_Directions_
Print the line that contains "</instance>" and every line after it through the last line of the records below, exactly as written and nothing else.

[[ Data under study open ]]

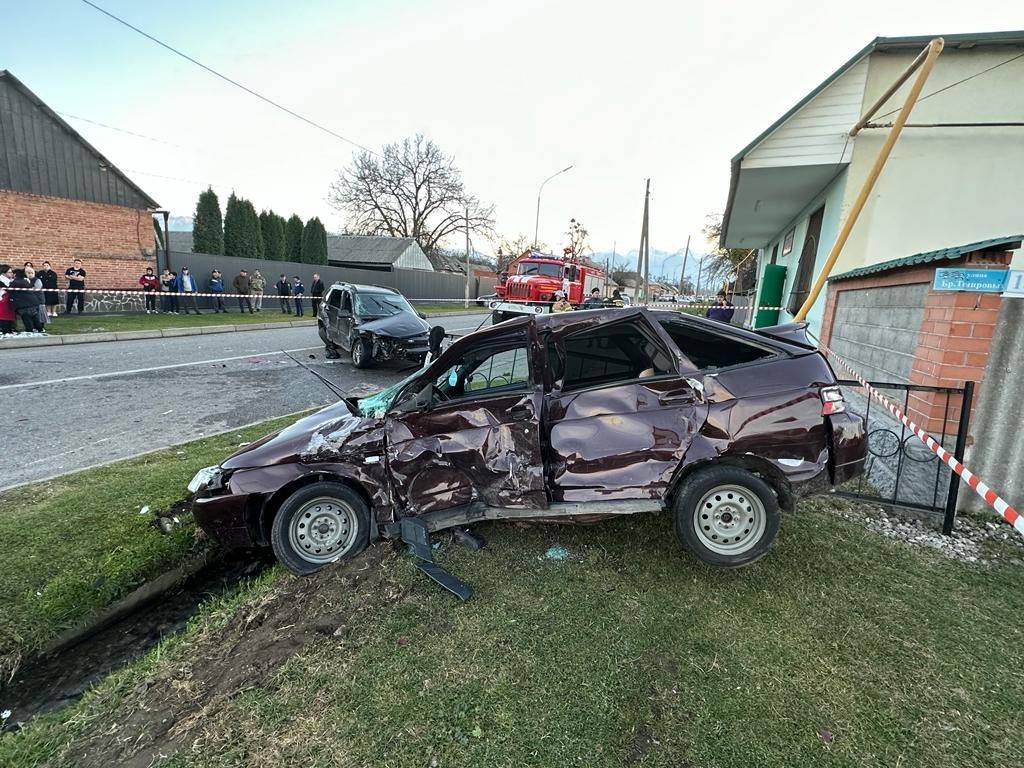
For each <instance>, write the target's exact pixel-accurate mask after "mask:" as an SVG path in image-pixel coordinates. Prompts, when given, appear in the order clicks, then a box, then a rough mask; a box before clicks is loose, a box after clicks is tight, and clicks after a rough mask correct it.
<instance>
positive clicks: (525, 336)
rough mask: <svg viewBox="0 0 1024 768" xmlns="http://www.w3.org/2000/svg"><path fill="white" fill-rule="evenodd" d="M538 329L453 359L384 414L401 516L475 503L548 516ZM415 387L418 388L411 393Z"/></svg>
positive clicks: (482, 346)
mask: <svg viewBox="0 0 1024 768" xmlns="http://www.w3.org/2000/svg"><path fill="white" fill-rule="evenodd" d="M534 334H535V332H534V326H532V324H530V325H529V326H528V327H526V328H521V329H517V330H516V331H515V332H514V333H512V334H505V335H501V336H500V337H496V338H495V339H493V340H486V339H485V340H483V342H482V343H480V344H479V345H477V346H475V347H473V348H472V349H468V350H466V351H464V352H461V353H460V352H458V351H457V350H450V351H451V352H455V354H453V355H452V357H451V359H447V357H449V352H445V354H444V355H443V356H442V357H441V358H440V359H439V360H438V361H437V364H435V365H434V366H432V367H431V370H430V371H429V372H428V373H430V376H429V377H427V380H426V381H425V382H417V386H420V384H421V383H422V384H423V387H422V388H421V389H420V391H419V392H413V393H411V395H412V397H413V398H414V401H412V402H410V401H409V400H408V398H407V397H406V396H404V395H402V396H401V397H400V398H399V399H402V400H404V401H403V402H398V403H396V406H395V408H394V409H392V411H391V413H389V414H388V416H387V421H386V426H385V433H386V435H387V441H388V452H387V455H388V462H389V466H390V474H391V477H392V480H393V487H394V494H395V497H396V500H397V501H398V503H399V505H400V506H401V507H402V511H403V513H404V514H420V513H423V512H430V511H433V510H437V509H447V508H451V507H459V506H463V505H465V504H469V503H472V502H483V503H484V504H487V505H490V506H502V507H525V508H532V509H538V508H542V509H543V508H545V507H547V504H548V500H547V494H546V490H545V483H544V468H543V461H542V455H541V440H540V424H539V418H538V417H539V414H540V408H541V404H542V401H543V391H542V388H541V386H540V375H539V370H538V367H537V365H536V361H535V350H536V344H535V342H534V341H532V339H531V338H530V337H531V336H534ZM414 388H415V387H414Z"/></svg>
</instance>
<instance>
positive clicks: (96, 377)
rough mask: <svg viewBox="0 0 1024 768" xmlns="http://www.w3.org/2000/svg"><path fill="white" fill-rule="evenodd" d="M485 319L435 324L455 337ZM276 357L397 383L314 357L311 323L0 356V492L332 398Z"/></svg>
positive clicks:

[[ Data under study closed ]]

_Answer to this exercise_
</instance>
<instance>
positive clicks: (96, 377)
rough mask: <svg viewBox="0 0 1024 768" xmlns="http://www.w3.org/2000/svg"><path fill="white" fill-rule="evenodd" d="M485 319L435 324L455 337ZM276 357L397 383L314 357L311 323L0 356V492L332 398Z"/></svg>
positive clicks:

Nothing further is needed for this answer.